§ GIVEN REQUEST
Output the data exactly, with every line intact.

§ GIVEN INFORMATION
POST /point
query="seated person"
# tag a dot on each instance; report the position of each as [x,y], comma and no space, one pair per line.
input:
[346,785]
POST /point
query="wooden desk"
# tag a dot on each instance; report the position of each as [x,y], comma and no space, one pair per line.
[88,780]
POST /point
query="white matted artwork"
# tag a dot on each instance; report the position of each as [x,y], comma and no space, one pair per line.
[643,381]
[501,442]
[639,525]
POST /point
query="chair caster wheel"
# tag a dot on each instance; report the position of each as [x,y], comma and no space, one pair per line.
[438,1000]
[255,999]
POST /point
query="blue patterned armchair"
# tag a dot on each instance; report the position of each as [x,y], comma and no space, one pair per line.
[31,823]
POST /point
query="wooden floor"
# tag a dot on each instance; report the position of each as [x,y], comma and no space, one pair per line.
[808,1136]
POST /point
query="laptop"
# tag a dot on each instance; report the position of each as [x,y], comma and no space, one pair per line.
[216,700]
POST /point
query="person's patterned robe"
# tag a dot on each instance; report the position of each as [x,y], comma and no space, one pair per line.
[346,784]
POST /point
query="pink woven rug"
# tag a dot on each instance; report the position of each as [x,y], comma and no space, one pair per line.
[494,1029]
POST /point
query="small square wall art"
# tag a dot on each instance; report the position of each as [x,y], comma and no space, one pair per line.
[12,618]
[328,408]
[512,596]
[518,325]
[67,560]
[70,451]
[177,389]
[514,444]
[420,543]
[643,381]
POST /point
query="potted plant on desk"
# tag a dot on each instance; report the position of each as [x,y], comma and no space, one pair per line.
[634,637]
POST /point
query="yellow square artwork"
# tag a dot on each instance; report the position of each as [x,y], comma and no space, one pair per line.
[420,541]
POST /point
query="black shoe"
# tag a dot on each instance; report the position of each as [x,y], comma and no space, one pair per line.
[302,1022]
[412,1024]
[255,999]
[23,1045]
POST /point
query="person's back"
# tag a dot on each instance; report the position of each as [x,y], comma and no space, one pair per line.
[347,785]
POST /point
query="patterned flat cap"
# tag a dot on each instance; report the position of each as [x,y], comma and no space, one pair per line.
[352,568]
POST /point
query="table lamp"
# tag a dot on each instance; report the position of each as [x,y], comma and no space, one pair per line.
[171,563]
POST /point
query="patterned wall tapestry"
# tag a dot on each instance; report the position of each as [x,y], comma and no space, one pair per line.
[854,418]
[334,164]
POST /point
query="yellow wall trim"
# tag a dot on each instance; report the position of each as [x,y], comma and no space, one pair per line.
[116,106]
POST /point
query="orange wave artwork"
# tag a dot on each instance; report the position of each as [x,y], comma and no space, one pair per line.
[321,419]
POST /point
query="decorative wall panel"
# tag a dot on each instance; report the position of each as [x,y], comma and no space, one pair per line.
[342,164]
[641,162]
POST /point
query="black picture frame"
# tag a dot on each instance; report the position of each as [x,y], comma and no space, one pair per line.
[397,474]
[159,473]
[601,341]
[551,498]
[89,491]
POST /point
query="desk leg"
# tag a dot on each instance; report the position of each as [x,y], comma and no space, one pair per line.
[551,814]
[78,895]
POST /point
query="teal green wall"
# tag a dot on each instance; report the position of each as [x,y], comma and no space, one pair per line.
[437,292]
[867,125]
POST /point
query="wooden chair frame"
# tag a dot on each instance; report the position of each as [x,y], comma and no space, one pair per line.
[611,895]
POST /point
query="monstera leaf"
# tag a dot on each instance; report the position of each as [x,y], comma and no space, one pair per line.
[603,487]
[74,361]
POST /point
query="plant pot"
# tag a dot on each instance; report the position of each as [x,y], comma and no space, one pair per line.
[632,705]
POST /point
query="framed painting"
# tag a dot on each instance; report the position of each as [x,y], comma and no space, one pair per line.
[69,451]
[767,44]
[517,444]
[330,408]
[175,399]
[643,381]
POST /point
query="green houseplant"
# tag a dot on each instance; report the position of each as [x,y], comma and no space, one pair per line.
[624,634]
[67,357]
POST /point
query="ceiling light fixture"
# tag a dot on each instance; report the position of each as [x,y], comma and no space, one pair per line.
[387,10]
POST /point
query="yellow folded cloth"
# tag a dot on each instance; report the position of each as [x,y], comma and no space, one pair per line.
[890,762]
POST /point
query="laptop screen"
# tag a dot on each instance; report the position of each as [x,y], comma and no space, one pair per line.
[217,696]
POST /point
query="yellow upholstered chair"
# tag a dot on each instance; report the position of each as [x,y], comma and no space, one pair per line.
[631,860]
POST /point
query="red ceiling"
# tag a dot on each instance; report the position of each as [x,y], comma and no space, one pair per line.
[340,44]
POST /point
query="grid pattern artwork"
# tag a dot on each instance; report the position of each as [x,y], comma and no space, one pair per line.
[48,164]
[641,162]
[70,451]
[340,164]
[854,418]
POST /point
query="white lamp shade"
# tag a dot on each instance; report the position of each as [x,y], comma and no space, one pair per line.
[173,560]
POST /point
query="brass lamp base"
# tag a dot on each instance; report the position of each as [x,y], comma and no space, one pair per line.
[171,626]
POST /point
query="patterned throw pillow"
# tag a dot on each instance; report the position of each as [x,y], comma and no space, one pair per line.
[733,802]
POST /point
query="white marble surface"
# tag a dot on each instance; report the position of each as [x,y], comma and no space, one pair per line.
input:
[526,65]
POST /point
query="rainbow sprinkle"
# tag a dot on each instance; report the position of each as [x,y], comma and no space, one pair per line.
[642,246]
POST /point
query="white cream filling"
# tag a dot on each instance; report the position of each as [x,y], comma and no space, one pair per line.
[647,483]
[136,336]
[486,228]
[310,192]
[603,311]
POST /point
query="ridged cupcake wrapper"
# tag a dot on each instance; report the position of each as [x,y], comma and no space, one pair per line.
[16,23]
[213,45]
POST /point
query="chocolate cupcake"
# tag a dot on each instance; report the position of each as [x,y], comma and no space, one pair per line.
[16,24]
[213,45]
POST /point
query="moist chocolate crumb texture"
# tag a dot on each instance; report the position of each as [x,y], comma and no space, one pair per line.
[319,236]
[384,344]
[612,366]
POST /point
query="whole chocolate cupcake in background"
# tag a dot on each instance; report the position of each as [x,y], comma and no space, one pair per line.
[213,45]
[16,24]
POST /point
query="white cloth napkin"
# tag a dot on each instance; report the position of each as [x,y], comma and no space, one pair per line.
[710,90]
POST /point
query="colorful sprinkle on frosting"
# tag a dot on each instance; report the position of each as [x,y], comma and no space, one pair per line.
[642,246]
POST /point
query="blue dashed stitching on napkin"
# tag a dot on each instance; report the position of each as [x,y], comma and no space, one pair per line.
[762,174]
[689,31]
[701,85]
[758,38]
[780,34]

§ RESPONSE TO THE TASK
POST /point
query="seated person"
# tag a dot on each instance; report the position of each as [x,y], comma and no space, one pair per line.
input:
[346,785]
POST /point
query="wooden desk"
# tag a dot on each instance; report the position of each as [x,y], comma and no space, one pair per line.
[88,780]
POST /point
query="white matted artwork"
# tag a dot on each instance; report the position of each as [x,y], comma and no space, one pair per line.
[643,381]
[501,442]
[639,525]
POST /point
query="chair caster wheel"
# tag a dot on each instance; report the position of each as [x,y], comma and no space, one pair per line.
[438,1000]
[255,999]
POST /point
query="blue patterned armchair"
# tag a dot on each instance; report the position of each as [x,y], comma and no space, one pair per line.
[31,823]
POST /point
query="wooden floor"
# tag a dot on each instance; report the position of each as [x,y], comma and no space, one pair per line.
[808,1136]
POST /point
query="laptop"
# tag a dot on each instance; report the position of each as [x,y], comma and no space, one pair per line.
[216,700]
POST /point
query="person's patterned robe"
# tag a dot on each instance; report the position of each as [x,y], comma and no space, one pair per line.
[346,784]
POST /point
query="pink woven rug"
# tag a dot on each instance; report the position of each as [x,y], comma and no space, one pair per line.
[494,1029]
POST /point
query="small square wall art"
# tag a dot on each instance; report the position of each as [x,y], comma and no space, one pair per line.
[12,618]
[328,408]
[512,596]
[518,325]
[67,560]
[70,451]
[177,389]
[514,444]
[420,543]
[643,381]
POST /point
query="potted plant on desk"
# tag a dot on each instance; report the position of each as [x,y], comma and no space, one pair per line.
[634,637]
POST /point
query="yellow square artwork"
# tag a dot on each instance; report the position of each as [x,y], comma and no space, one pair per line.
[420,541]
POST /point
query="black shoe"
# tag a dot on each instance; report the position of each as [x,y], comma and no space, one pair per line.
[302,1022]
[412,1024]
[255,999]
[23,1045]
POST /point
query="person's back"
# tag a dot on each instance; report the position of each as [x,y], comma and no space, one pair per line.
[347,785]
POST /point
query="patterned flat cap"
# tag a dot on each instance; report the position of each as [x,y], comma and no space, one pair per line.
[352,568]
POST /point
query="table lamp"
# tag a dot on each instance; report the position of each as [x,y], comma and no space, one pair per line.
[171,563]
POST /point
query="patterned wall tapestry"
# tag a dot on each instance; report the position of each as [x,y], comma and no space, one pair per line.
[854,418]
[334,164]
POST /point
query="yellow wall trim"
# tag a dot on each instance; report the position of each as [x,y], comma and no space, one pair per line.
[116,106]
POST /point
query="orange wave artwork"
# tag a dot on each instance; report the position of each as [x,y], comma and no space, one pair per line.
[321,419]
POST /point
query="decorative wall panel"
# tag a dot on each instance; report the position of each as [x,y], comma and no space, one pair per line.
[342,164]
[641,162]
POST /point
query="black picture frame"
# tag a dot on each instance; report the position of each as [x,y], comma and no space, one pair per line.
[397,474]
[159,473]
[601,341]
[551,498]
[89,491]
POST /point
query="desk leg"
# tag a dot on each instance; report the position of each as [x,y], comma and no space, one pair per line.
[551,814]
[78,895]
POST /point
query="teal green wall"
# tag a dot on each instance; report the position of each as [x,y], comma and no space, one pair per line.
[437,292]
[867,125]
POST /point
query="wooden chair frame"
# tag a dot on each instance; report the position of each as [x,y], comma and no space, one pair per line.
[611,895]
POST /point
query="monstera leaf"
# tag a dot on each instance; report the position of each as [x,y], comma and no space, one pair per line.
[603,487]
[74,361]
POST /point
query="plant pot"
# tag a dot on each instance; report the position of each as [x,y], comma and no space, one pair per line.
[632,705]
POST /point
query="framed painting"
# tag a dot on each instance; report the position of each as [x,y], comma and no space, one pair per line.
[69,451]
[767,44]
[517,444]
[330,408]
[175,399]
[643,381]
POST /point
query="green houseplant"
# tag a dot on each instance; report the position of each as [x,y], comma and no space, one pair per line.
[624,634]
[67,357]
POST /point
query="ceiling light fixture"
# tag a dot on each instance; report the position of each as [x,y], comma and no space, one pair per line.
[387,10]
POST /point
query="yellow folded cloth"
# tag a dot on each instance; report the position of each as [x,y], comma and no space, one pair per line.
[890,762]
POST /point
query="laptop screen"
# tag a dot on each instance; report the position of each as [x,y], comma and no space, one pair per line.
[217,696]
POST /point
query="yellow upholstered chair"
# tag a dot on each instance; report the position of each as [x,y], comma and no space, one pair per line.
[631,860]
POST /point
query="red ceiling"
# tag a dot on each instance; report the position of each as [x,y], comma and no space, one pair per line.
[340,44]
POST /point
query="grid pattern artwork"
# tag a dot on each instance; report the position of each as [x,y], comma and no space, one pair per line.
[48,164]
[641,162]
[70,451]
[340,164]
[854,418]
POST /point
query="white lamp shade"
# tag a dot on each instance; report the position of each as [x,y], comma and no space, one pair per line.
[173,560]
POST /point
query="brass lamp base"
# tag a dot on each instance; report the position of each as [x,y], comma and no space, one pair per line.
[171,626]
POST /point
query="patterned throw pillow"
# tag a dot on each instance; report the position of each as [x,y], comma and no space, one pair per line.
[733,802]
POST /point
query="white marble surface"
# tag a dot on each instance; report the position of each as [x,y], comma and no space, one pair per line.
input:
[526,65]
POST /point
query="rainbow sprinkle"
# tag a dot on each instance; report the position of each as [x,y], comma and no space, one pair per line.
[642,246]
POST /point
query="white cream filling"
# tag a dot on each instance; report the position of each as [x,y], comma and no space, one pair per line.
[647,483]
[136,336]
[486,228]
[310,192]
[603,311]
POST /point
query="ridged cupcake wrapper"
# tag a dot on each instance; report the position of each as [x,y], comma and no space, one pair per line.
[16,23]
[213,45]
POST /point
query="chocolate cupcake"
# tag a dot on each instance; report the position of each as [x,y], comma and no space, one pair per line.
[16,24]
[213,45]
POST /point
query="moist chocolate crumb texture"
# tag a dot on each instance; report the position of each as [x,y], comma and no space, one pair per line.
[319,236]
[384,344]
[612,366]
POST /point
query="whole chocolate cupcake in background"
# tag a dot on each instance; report the position of each as [x,y], comma and no space, one pair per line.
[213,45]
[16,24]
POST /point
query="white cloth napkin"
# tag a dot on each instance; report the position of each as [x,y], comma and no space, one pair per line.
[710,90]
POST /point
query="colorful sprinkle on frosting"
# tag a dot on each instance; report the position of each as [x,y], comma and no space, one pair per line.
[642,246]
POST /point
query="blue dashed stitching on napkin"
# tag a dot on each instance; report the position of each as [x,y], comma and no space, one pair per line.
[762,174]
[689,31]
[701,85]
[758,38]
[780,34]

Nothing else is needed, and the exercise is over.